== Trabalho a concluir ==
1 - No texto sobre a disputa entre o MPF e a indústria salineira, qual órgão realizou a Operação Ouro Branco em 2013?
2 - Traduza para o inglês esta frase do texto sobre a disputa entre o MPF e a indústria salineira: "A operação rendeu uma ação patrocinada pelo Ibama na Justiça Federal, com pedido de multa milionária."
3 - Prossiga com o texto sobre a disputa entre o MPF e a indústria salineira a partir do ponto em que ele termina.

== Trecho para leitura ==
§ §

Por César Santos/Da Redação
A queda de braço entre o Ministério Público Federal (MPF-RN) e a indústria salineira potiguar poderia ter melhor solução pela via do entendimento, resguardando os limites da legalidade que envolve as questões ambientes em áreas onde estão localizadas as atividades de extração de sal marinho, na região de Mossoró.
A crise entre o MPF e as empresas salineiras tem origem na Operação Ouro Branco, realizada em 2013 pelo Instituto Brasileiro do Meio Ambiente e dos Recursos Naturais Renováveis (IBAMA), sob a denúncia de que as atividades eram mantidas em áreas de preservação permanente (APPs), protegidas por lei e cujo uso não pode ser regularizado.
A operação rendeu uma ação patrocinada pelo Ibama na Justiça Federal, com pedido de multa milionária. Os salineiros e moageiros reagiram e acusaram o órgão de tentar encerrar a indústria salineira, responsável por uma das maiores importantes atividades econômicas no estado.
No início de 2019, o Ministério Público Federal ingressou com ações civis públicas contra 18 empresas salineiras, sugerindo um prazo de quatro anos, podendo ser prorrogado por igual período, para que os proprietários de salinas possam concluir a remoção sem que os empreendimentos percam sua viabilidade econômica. As áreas irregulares representam apenas 10% do espaço ocupado pelas salinas, segundo o MPF.

§ §

== Dados extraídos ==
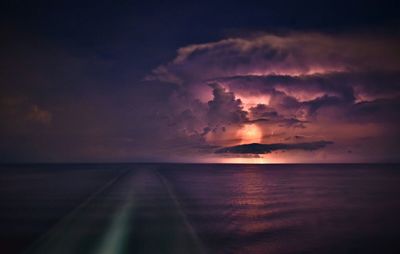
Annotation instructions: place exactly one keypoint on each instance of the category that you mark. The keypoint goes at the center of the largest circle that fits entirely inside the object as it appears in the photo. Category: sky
(205, 81)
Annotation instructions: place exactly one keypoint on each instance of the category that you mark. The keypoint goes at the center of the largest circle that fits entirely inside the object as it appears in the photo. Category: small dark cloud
(256, 148)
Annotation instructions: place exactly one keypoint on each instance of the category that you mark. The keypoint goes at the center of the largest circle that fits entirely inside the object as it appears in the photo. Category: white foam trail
(189, 226)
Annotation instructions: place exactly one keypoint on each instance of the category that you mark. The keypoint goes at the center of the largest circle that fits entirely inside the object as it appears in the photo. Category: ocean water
(192, 208)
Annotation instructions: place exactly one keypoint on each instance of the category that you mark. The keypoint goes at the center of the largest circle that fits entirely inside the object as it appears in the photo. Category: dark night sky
(119, 81)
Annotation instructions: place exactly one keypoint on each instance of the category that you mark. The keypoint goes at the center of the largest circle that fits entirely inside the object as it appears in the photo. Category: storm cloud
(268, 148)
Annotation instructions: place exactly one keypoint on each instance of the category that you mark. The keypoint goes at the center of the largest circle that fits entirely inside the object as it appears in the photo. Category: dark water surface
(182, 208)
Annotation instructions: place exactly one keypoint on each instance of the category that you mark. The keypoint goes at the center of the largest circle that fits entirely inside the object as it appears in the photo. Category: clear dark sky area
(100, 81)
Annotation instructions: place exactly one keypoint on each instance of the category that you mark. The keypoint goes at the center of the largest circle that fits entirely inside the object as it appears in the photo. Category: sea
(199, 208)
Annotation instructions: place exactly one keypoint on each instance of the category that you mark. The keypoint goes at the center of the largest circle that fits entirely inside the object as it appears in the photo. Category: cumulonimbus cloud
(339, 87)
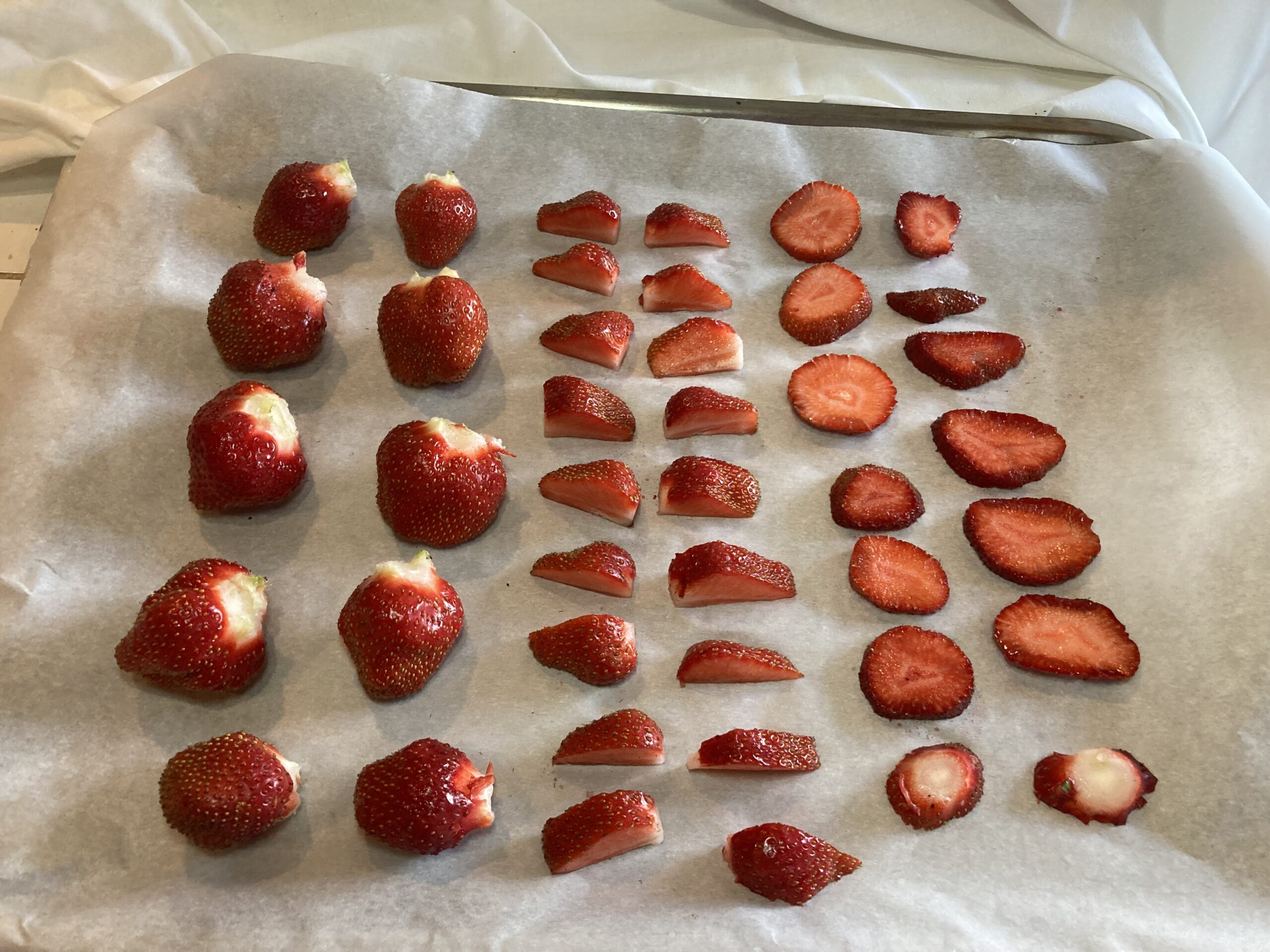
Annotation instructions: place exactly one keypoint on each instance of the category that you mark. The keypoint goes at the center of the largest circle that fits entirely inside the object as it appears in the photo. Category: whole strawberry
(436, 218)
(432, 329)
(304, 207)
(203, 630)
(267, 315)
(441, 484)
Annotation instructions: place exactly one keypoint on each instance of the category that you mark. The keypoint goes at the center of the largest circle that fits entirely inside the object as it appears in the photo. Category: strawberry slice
(1032, 541)
(600, 828)
(717, 573)
(586, 266)
(842, 394)
(911, 673)
(898, 577)
(604, 488)
(926, 224)
(627, 738)
(600, 337)
(818, 223)
(934, 785)
(577, 408)
(592, 216)
(1072, 638)
(1101, 785)
(996, 450)
(699, 485)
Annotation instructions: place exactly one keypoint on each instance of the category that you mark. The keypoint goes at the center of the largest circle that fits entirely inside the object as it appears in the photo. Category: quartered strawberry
(818, 223)
(203, 630)
(399, 625)
(842, 394)
(600, 337)
(911, 673)
(781, 862)
(440, 483)
(699, 485)
(228, 790)
(605, 488)
(717, 573)
(1072, 638)
(600, 828)
(596, 649)
(627, 738)
(425, 797)
(934, 785)
(1032, 541)
(1101, 783)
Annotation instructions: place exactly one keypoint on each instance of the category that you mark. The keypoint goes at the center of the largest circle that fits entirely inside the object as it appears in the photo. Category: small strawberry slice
(781, 862)
(1032, 541)
(1101, 783)
(600, 828)
(818, 223)
(1072, 638)
(911, 673)
(605, 488)
(842, 394)
(934, 785)
(627, 738)
(699, 485)
(717, 573)
(926, 224)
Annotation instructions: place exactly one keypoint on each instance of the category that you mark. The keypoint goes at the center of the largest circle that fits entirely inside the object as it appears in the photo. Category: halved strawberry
(577, 408)
(1100, 783)
(1032, 541)
(911, 673)
(842, 394)
(627, 738)
(818, 223)
(717, 573)
(934, 785)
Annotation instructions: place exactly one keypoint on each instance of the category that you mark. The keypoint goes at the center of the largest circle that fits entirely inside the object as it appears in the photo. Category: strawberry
(244, 450)
(825, 302)
(781, 862)
(1100, 785)
(436, 218)
(898, 577)
(996, 450)
(423, 799)
(717, 573)
(698, 346)
(596, 649)
(818, 223)
(440, 483)
(600, 828)
(1032, 541)
(228, 790)
(203, 630)
(934, 785)
(911, 673)
(586, 266)
(605, 488)
(842, 394)
(304, 207)
(592, 216)
(1072, 638)
(399, 625)
(600, 337)
(600, 567)
(577, 408)
(627, 738)
(432, 329)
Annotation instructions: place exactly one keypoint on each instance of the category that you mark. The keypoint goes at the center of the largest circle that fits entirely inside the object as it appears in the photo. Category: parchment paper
(1139, 276)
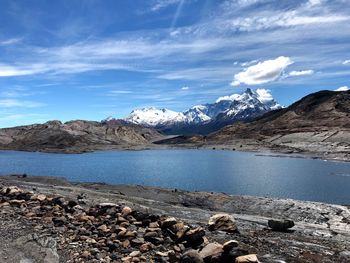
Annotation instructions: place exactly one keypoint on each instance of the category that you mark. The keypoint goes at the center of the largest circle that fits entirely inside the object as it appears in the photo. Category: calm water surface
(203, 170)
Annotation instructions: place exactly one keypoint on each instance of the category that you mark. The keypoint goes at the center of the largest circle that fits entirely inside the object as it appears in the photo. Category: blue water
(196, 170)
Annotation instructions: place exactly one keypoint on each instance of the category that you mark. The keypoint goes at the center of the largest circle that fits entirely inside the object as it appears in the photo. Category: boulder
(252, 258)
(211, 250)
(191, 256)
(222, 222)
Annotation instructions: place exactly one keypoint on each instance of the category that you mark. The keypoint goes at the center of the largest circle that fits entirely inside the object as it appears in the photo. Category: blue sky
(90, 59)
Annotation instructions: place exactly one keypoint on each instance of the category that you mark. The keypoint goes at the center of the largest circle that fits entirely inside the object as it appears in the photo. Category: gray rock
(280, 225)
(191, 256)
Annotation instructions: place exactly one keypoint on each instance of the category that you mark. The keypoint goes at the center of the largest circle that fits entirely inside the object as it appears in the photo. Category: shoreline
(321, 230)
(262, 151)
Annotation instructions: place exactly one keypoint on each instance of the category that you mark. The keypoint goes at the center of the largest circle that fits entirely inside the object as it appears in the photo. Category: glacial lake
(238, 173)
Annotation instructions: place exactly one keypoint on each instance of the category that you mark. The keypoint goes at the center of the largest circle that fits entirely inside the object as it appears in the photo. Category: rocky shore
(47, 219)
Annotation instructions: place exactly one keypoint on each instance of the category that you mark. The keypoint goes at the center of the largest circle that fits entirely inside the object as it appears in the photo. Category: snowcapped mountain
(207, 117)
(154, 117)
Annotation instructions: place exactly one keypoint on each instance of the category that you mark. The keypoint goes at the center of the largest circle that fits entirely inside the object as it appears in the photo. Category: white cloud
(344, 88)
(10, 41)
(287, 19)
(11, 71)
(263, 72)
(13, 103)
(161, 4)
(301, 73)
(264, 95)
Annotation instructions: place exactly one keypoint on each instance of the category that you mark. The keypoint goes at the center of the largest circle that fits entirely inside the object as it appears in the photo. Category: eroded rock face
(76, 136)
(222, 222)
(110, 232)
(247, 259)
(280, 225)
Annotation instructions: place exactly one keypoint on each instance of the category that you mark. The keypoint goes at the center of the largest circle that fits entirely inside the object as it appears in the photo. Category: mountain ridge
(208, 117)
(76, 136)
(319, 123)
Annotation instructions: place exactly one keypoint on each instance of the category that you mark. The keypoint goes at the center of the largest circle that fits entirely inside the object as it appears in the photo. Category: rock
(168, 222)
(59, 221)
(191, 256)
(252, 258)
(11, 190)
(135, 254)
(145, 247)
(229, 245)
(194, 237)
(345, 254)
(41, 197)
(280, 225)
(222, 222)
(126, 211)
(103, 228)
(211, 250)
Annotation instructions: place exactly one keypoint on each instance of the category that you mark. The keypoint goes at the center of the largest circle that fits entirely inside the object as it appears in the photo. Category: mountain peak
(226, 109)
(249, 91)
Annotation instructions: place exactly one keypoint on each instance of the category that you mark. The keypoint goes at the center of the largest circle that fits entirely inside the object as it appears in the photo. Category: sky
(91, 59)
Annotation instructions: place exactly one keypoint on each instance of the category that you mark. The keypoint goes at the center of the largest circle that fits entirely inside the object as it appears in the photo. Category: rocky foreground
(51, 220)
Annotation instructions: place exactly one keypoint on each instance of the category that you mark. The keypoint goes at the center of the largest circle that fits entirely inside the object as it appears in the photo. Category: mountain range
(318, 123)
(206, 118)
(77, 136)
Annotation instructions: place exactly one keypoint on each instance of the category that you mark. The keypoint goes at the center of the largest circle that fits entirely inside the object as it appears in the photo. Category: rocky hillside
(46, 219)
(318, 123)
(76, 136)
(206, 118)
(317, 112)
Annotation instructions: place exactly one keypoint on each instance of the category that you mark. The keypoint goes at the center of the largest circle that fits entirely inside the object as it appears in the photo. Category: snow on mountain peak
(240, 106)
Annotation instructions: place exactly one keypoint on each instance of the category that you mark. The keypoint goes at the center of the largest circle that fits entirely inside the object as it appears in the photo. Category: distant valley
(318, 123)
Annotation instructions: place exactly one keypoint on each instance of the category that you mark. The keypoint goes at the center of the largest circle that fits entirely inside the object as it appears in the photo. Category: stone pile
(110, 232)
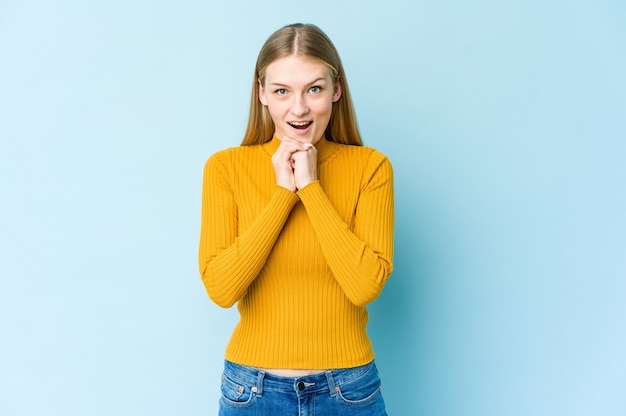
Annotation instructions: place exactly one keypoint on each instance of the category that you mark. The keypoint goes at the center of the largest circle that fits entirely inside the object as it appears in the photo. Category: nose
(299, 106)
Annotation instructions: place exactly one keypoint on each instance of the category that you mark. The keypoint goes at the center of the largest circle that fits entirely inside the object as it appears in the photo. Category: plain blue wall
(505, 122)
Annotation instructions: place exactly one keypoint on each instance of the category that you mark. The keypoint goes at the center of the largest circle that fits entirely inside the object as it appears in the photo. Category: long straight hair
(305, 40)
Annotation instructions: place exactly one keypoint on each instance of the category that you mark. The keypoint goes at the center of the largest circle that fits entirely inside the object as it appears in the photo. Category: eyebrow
(278, 84)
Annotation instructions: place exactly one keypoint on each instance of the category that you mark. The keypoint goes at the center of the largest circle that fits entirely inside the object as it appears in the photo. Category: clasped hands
(295, 164)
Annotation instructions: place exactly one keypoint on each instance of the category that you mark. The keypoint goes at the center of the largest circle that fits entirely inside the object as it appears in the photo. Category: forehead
(296, 69)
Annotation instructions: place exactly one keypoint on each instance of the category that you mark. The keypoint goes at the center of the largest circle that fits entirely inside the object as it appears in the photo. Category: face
(299, 93)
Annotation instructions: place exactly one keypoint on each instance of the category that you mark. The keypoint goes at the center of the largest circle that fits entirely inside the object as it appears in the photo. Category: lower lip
(301, 132)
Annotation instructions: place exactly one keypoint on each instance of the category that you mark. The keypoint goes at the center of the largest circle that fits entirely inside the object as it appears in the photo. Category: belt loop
(259, 383)
(331, 383)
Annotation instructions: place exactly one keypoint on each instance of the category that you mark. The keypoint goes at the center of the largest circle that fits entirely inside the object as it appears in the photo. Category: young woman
(297, 229)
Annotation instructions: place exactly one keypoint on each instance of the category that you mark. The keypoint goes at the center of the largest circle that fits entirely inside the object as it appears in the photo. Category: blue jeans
(346, 392)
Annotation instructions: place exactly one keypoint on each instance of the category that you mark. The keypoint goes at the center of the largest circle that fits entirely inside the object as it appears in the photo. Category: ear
(337, 92)
(262, 93)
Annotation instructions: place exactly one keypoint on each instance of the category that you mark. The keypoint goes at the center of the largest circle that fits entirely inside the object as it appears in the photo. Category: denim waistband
(328, 380)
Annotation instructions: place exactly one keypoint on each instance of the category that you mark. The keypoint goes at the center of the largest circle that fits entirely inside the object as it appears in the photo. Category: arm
(229, 262)
(360, 259)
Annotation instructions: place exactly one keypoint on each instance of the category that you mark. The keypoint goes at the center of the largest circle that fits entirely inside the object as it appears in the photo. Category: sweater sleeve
(229, 262)
(360, 259)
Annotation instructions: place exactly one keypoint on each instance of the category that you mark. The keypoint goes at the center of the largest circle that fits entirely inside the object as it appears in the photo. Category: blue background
(505, 122)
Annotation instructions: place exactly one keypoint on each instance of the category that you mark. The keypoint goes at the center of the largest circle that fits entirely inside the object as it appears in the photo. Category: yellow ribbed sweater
(302, 266)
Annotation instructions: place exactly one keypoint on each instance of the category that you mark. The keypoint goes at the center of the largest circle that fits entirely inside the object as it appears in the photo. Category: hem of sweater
(278, 364)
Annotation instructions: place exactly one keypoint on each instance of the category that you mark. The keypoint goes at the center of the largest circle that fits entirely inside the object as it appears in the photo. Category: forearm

§ §

== Os resultados ==
1 - O Instituto Brasileiro do Meio Ambiente e dos Recursos Naturais Renováveis (IBAMA).

2 - The operation resulted in a lawsuit brought by Ibama in the Federal Court, seeking a multimillion fine.

3 -
Para o diretor geral do Instituto de Desenvolvimento Sustentável e Meio Ambiente do RN, geógrafo Leonlene de Souza Aguiar, a judicialização do problema não seria o melhor caminho, na medida em que tanto afeta a atividades econômica como prejudica a aplicação de medidas legais de proteção ambiental. O próprio Idema, que também é réu na demanda jurídica, sofre com a judicialização. “A maior parte das salinas funciona com licenças do Idema, por isso, o MPF colocou o órgão no processo para levantar todas as inconsistências que poderiam ser identificadas em relação à indústria salineira”, explica, para ressaltar que o Idema apresentou a sua defesa através da Procuradoria Geral do Estado (PGE).
Leon Aguiar defende que o processo tenha um desfecho o mais breve possível, no sentido de permitir que as partes envolvidas preservem as atividades e cumpram a sua função. “É importante fechar esse processo, respeitando todas as condições legais, porque o Idema precisa continuar a realizar sua missão”, disse.
O diretor do Idema realçou que as licenças ambientais são importantíssimas, sob dois aspectos: “Uma é que as empresas precisam das licenças para tocar seus empreendimento, regularizar para fazer novos negócios; outra é que o Idema precisa emitir as licenças que são um elemento fundamental para o órgão agir para preservar os cuidados ambientais.”
Outro ponto levantado por Leon Aguiar é que o MPF moveu ação coletiva, quando, segundo ele, cada salina tem um caso diferente. “As circunstâncias caso a caso, e que têm que ser analisadas, e não promover uma condicionante da licença que ela seja genérica para todos.”
“Não vou dizer que a ação do MPF tem excesso porque eu não tenho o domínio de todo o processo, mas acho que o ideal é que cada salina tenha o caso analisado individualmente, para poder o Idema adotar as devidas providências. O caso a caso vai levantar, de fato, o que é que aconteceu de problema naquela salina, para se buscar melhor entendimento”, defendeu.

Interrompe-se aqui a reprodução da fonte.